◆ **Exercise brief**:
Word for word, write out all of the entries that follow.

◆ **Data for analysis**:
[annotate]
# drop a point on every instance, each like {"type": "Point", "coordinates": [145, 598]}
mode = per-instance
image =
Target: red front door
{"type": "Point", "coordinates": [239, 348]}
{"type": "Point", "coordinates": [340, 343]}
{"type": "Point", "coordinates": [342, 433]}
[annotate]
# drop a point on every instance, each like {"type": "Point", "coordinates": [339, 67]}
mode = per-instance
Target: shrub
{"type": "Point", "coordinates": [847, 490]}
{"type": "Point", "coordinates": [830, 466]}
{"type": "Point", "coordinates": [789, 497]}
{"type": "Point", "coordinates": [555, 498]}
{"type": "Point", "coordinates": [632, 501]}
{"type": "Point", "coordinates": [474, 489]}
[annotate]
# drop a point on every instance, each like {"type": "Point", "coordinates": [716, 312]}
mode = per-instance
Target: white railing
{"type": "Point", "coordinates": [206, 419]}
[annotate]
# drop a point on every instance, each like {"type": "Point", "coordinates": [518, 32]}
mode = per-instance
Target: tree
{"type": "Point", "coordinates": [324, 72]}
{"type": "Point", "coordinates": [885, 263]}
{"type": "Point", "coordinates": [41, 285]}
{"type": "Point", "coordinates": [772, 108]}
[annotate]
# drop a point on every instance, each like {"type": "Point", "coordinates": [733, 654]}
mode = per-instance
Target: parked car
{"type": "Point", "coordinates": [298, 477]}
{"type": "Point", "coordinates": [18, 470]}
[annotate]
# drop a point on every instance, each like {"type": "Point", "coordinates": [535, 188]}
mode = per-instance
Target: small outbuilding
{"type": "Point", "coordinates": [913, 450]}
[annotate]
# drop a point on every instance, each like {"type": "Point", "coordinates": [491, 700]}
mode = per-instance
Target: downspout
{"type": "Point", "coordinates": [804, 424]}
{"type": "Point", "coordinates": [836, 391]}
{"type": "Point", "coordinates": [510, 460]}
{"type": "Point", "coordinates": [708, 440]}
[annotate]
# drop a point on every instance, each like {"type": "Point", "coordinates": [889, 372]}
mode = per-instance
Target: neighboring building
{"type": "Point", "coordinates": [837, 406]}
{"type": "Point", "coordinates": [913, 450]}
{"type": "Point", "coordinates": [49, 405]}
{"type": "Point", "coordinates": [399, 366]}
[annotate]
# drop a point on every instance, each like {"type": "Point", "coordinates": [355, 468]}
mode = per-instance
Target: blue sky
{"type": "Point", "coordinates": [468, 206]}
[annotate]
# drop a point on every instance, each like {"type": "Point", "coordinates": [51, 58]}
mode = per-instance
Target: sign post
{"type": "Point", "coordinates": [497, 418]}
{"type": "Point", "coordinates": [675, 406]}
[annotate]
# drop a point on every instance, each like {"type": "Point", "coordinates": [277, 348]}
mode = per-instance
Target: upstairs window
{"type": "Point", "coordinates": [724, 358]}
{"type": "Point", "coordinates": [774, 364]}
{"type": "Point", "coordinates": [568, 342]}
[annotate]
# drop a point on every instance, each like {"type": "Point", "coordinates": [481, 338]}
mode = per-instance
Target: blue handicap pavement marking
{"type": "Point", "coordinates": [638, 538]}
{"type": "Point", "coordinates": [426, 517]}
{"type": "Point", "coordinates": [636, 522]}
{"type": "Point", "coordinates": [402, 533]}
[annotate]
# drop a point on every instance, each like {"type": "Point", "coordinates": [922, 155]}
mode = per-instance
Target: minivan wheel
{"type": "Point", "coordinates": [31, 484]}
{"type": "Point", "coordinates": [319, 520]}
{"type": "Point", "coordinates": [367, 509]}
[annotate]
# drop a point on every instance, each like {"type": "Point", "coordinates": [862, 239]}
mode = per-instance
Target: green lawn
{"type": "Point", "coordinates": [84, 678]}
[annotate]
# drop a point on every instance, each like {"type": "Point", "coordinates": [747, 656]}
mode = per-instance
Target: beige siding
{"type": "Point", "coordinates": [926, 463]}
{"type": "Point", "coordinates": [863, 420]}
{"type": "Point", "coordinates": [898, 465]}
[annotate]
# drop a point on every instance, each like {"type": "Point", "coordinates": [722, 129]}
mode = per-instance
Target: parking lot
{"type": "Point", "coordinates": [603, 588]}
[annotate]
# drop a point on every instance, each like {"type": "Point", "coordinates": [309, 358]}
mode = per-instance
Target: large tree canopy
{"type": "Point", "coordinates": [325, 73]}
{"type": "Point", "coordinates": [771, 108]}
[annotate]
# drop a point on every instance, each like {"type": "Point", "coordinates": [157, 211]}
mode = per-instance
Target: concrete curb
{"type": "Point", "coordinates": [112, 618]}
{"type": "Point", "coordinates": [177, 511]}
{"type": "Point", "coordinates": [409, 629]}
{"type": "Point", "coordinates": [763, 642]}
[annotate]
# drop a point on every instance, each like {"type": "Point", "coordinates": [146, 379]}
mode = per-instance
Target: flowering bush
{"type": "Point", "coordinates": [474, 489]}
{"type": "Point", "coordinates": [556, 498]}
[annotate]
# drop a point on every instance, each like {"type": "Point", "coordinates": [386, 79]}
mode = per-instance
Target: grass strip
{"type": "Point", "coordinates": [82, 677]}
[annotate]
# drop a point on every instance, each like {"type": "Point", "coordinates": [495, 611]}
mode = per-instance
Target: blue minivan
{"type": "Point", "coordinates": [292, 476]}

◆ **Answer space**:
[annotate]
# drop a point on every instance, each like {"type": "Point", "coordinates": [145, 598]}
mode = per-instance
image =
Target: red front door
{"type": "Point", "coordinates": [239, 348]}
{"type": "Point", "coordinates": [340, 343]}
{"type": "Point", "coordinates": [342, 433]}
[annotate]
# drop a point on every instance, each like {"type": "Point", "coordinates": [339, 67]}
mode = per-instance
Target: shrub
{"type": "Point", "coordinates": [847, 490]}
{"type": "Point", "coordinates": [830, 466]}
{"type": "Point", "coordinates": [789, 497]}
{"type": "Point", "coordinates": [555, 498]}
{"type": "Point", "coordinates": [632, 501]}
{"type": "Point", "coordinates": [474, 489]}
[annotate]
# drop a point on every instance, each like {"type": "Point", "coordinates": [716, 312]}
mode = per-instance
Target: white railing
{"type": "Point", "coordinates": [206, 419]}
[annotate]
# drop a point on every instance, each like {"type": "Point", "coordinates": [518, 32]}
mode = per-instance
Target: tree
{"type": "Point", "coordinates": [324, 72]}
{"type": "Point", "coordinates": [885, 263]}
{"type": "Point", "coordinates": [41, 285]}
{"type": "Point", "coordinates": [772, 108]}
[annotate]
# drop a point on every instance, each like {"type": "Point", "coordinates": [733, 654]}
mode = per-instance
Target: parked car
{"type": "Point", "coordinates": [298, 477]}
{"type": "Point", "coordinates": [18, 470]}
[annotate]
# drop a point on every instance, each like {"type": "Point", "coordinates": [535, 188]}
mode = per-instance
Target: small outbuilding
{"type": "Point", "coordinates": [913, 450]}
[annotate]
# drop a point on every instance, each like {"type": "Point", "coordinates": [491, 700]}
mode = per-instance
Target: downspout
{"type": "Point", "coordinates": [804, 424]}
{"type": "Point", "coordinates": [836, 391]}
{"type": "Point", "coordinates": [510, 460]}
{"type": "Point", "coordinates": [708, 440]}
[annotate]
# drop a point on every instance, each like {"type": "Point", "coordinates": [889, 372]}
mode = per-instance
Target: neighboring building
{"type": "Point", "coordinates": [837, 406]}
{"type": "Point", "coordinates": [913, 450]}
{"type": "Point", "coordinates": [49, 405]}
{"type": "Point", "coordinates": [399, 366]}
[annotate]
# drop a point on every instance, each like {"type": "Point", "coordinates": [355, 468]}
mode = per-instance
Target: blue sky
{"type": "Point", "coordinates": [468, 206]}
[annotate]
# drop a point on every instance, each like {"type": "Point", "coordinates": [51, 58]}
mode = per-instance
Target: sign post
{"type": "Point", "coordinates": [497, 418]}
{"type": "Point", "coordinates": [675, 406]}
[annotate]
# drop a point on every instance, each like {"type": "Point", "coordinates": [277, 348]}
mode = per-instance
Target: upstairs window
{"type": "Point", "coordinates": [724, 358]}
{"type": "Point", "coordinates": [774, 364]}
{"type": "Point", "coordinates": [568, 342]}
[annotate]
# drop a point on every instance, each like {"type": "Point", "coordinates": [481, 338]}
mode = per-instance
Target: blue handicap pavement marking
{"type": "Point", "coordinates": [638, 538]}
{"type": "Point", "coordinates": [426, 517]}
{"type": "Point", "coordinates": [636, 522]}
{"type": "Point", "coordinates": [402, 533]}
[annotate]
# drop a point on every instance, each like {"type": "Point", "coordinates": [922, 155]}
mode = per-instance
Target: minivan wheel
{"type": "Point", "coordinates": [31, 484]}
{"type": "Point", "coordinates": [319, 520]}
{"type": "Point", "coordinates": [367, 509]}
[annotate]
# drop a point on every instance, each like {"type": "Point", "coordinates": [862, 239]}
mode = per-instance
Target: green lawn
{"type": "Point", "coordinates": [84, 678]}
[annotate]
# drop a point on every instance, each like {"type": "Point", "coordinates": [747, 656]}
mode = per-instance
Target: beige siding
{"type": "Point", "coordinates": [926, 463]}
{"type": "Point", "coordinates": [863, 420]}
{"type": "Point", "coordinates": [898, 465]}
[annotate]
# drop a point on every instance, each like {"type": "Point", "coordinates": [722, 129]}
mode = per-instance
Target: parking lot
{"type": "Point", "coordinates": [603, 588]}
[annotate]
# drop a point on every instance, each like {"type": "Point", "coordinates": [309, 358]}
mode = per-instance
Target: large tree canopy
{"type": "Point", "coordinates": [325, 73]}
{"type": "Point", "coordinates": [771, 108]}
[annotate]
# drop a point on every instance, each like {"type": "Point", "coordinates": [157, 211]}
mode = per-instance
Target: concrete curb
{"type": "Point", "coordinates": [112, 618]}
{"type": "Point", "coordinates": [177, 511]}
{"type": "Point", "coordinates": [409, 629]}
{"type": "Point", "coordinates": [763, 642]}
[annotate]
# drop a point on every instance, each like {"type": "Point", "coordinates": [146, 379]}
mode = per-instance
Target: flowering bush
{"type": "Point", "coordinates": [474, 489]}
{"type": "Point", "coordinates": [556, 498]}
[annotate]
# drop a point on every instance, each like {"type": "Point", "coordinates": [386, 79]}
mode = per-instance
Target: grass strip
{"type": "Point", "coordinates": [82, 677]}
[annotate]
# drop a point on every instance, each like {"type": "Point", "coordinates": [495, 611]}
mode = per-instance
Target: blue minivan
{"type": "Point", "coordinates": [292, 476]}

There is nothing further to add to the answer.